# TASK REQUIREMENTS
Say how many lines in the records hold the word "jacket", and give nothing but that number.

STUDY MATERIAL section start

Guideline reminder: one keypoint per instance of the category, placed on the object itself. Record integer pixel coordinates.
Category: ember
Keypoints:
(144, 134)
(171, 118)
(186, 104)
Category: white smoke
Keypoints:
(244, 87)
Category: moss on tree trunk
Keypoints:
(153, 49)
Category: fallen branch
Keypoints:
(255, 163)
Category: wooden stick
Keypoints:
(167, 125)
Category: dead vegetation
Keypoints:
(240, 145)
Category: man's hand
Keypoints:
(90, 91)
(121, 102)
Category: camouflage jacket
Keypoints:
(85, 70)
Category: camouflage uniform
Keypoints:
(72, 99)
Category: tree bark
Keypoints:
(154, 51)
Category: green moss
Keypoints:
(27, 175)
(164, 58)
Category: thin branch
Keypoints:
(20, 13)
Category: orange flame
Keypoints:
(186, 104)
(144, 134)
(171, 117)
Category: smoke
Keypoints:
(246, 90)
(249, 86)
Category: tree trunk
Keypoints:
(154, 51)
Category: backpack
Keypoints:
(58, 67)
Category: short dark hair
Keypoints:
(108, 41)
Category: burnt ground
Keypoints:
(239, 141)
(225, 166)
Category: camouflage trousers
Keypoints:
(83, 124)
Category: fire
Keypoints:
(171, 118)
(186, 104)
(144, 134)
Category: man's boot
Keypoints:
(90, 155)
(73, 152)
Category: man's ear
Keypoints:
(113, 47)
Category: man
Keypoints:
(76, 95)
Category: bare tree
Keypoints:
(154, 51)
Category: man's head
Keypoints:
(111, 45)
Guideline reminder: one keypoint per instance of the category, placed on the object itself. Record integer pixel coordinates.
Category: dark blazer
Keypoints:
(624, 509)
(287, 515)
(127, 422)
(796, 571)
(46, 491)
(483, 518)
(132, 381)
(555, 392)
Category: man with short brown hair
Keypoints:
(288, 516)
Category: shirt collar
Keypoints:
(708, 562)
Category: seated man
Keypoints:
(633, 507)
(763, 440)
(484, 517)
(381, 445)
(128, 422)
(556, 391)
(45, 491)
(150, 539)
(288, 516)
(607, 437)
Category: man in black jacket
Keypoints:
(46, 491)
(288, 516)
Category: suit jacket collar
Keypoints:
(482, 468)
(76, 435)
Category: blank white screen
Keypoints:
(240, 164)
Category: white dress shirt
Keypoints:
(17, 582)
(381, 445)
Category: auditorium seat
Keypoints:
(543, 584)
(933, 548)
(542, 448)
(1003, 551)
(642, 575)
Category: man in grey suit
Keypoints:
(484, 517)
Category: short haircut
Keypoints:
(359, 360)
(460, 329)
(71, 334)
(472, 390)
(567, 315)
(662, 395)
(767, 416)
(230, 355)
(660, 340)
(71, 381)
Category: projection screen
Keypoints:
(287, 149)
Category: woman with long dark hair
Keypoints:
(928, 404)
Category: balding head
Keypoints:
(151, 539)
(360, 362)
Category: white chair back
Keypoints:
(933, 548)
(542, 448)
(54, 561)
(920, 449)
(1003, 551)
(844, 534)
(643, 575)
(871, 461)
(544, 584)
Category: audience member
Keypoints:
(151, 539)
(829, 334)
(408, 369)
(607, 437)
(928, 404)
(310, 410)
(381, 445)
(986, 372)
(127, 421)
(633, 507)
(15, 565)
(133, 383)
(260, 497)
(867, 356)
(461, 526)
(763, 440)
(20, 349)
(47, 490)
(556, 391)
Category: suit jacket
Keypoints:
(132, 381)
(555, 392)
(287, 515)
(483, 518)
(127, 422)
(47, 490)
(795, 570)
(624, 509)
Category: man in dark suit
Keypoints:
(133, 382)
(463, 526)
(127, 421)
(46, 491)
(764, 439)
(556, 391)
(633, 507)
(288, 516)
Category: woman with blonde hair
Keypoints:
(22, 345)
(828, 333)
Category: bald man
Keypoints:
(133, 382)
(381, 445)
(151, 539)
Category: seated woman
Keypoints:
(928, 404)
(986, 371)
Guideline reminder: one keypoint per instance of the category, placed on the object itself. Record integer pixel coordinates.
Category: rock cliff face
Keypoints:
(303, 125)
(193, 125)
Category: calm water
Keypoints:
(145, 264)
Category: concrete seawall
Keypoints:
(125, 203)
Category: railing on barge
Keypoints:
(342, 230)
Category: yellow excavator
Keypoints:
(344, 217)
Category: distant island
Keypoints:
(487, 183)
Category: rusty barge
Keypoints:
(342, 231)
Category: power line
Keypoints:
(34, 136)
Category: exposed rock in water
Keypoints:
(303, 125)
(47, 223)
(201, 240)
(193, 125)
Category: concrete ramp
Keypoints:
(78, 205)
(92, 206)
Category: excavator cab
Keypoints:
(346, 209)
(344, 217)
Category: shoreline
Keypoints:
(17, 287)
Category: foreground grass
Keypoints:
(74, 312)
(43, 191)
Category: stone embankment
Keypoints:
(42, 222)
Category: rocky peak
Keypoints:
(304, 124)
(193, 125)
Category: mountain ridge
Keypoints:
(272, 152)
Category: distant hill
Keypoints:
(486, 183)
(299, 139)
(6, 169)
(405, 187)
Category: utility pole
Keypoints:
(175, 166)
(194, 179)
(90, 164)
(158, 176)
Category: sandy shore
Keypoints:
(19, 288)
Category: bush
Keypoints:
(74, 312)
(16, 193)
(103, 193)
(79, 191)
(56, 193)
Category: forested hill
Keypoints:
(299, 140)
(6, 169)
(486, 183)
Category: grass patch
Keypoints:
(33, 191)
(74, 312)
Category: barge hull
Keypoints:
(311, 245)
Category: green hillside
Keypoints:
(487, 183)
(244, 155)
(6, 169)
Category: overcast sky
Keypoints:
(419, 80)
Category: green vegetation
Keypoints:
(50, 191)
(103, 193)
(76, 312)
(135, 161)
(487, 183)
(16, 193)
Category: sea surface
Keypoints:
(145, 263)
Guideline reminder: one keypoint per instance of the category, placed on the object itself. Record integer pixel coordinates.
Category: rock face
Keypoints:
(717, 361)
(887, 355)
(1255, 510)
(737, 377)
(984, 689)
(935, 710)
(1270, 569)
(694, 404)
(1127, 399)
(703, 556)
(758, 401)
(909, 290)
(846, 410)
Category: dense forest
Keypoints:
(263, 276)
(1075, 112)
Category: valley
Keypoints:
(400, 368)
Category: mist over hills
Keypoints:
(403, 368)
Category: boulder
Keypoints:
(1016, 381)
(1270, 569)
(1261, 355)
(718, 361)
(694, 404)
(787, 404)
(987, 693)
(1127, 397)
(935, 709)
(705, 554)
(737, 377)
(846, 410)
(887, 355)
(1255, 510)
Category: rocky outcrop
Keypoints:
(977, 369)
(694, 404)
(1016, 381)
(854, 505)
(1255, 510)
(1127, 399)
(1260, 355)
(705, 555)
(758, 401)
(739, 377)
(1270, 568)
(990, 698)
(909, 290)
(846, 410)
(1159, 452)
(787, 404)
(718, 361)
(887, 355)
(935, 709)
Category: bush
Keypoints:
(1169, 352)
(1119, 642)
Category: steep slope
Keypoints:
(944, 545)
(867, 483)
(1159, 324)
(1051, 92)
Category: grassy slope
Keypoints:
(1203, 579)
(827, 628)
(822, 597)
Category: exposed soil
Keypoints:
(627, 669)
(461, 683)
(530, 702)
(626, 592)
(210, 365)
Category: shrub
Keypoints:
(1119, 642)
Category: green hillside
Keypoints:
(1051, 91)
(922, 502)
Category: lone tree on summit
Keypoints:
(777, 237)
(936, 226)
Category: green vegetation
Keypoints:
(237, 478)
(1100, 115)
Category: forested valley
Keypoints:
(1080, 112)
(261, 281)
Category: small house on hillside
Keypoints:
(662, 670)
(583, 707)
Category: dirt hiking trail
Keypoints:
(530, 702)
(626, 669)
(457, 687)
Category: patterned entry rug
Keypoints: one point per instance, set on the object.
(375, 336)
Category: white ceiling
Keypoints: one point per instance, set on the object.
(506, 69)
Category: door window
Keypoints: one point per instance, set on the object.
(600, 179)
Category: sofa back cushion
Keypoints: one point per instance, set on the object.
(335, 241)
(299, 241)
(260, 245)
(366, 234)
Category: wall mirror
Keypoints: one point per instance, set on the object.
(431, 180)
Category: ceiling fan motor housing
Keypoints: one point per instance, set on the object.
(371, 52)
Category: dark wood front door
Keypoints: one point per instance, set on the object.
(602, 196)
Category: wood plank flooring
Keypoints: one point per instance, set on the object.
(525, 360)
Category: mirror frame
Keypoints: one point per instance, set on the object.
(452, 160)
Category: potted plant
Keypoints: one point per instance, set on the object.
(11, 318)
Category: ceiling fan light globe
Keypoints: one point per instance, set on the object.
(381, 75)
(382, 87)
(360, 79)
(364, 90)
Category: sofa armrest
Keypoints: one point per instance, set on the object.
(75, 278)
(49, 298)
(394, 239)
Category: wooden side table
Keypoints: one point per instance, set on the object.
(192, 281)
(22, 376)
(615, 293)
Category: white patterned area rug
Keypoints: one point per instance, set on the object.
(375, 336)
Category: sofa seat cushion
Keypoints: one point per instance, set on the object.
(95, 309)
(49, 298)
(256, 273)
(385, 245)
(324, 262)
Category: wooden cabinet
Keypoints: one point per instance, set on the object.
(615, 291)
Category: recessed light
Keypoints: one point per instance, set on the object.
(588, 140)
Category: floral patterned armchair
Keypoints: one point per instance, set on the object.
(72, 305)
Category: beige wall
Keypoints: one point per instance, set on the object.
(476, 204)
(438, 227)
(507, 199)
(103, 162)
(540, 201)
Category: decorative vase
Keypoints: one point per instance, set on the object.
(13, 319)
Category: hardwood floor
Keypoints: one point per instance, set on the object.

STUDY MATERIAL section end

# SOLUTION TO THE EXERCISE
4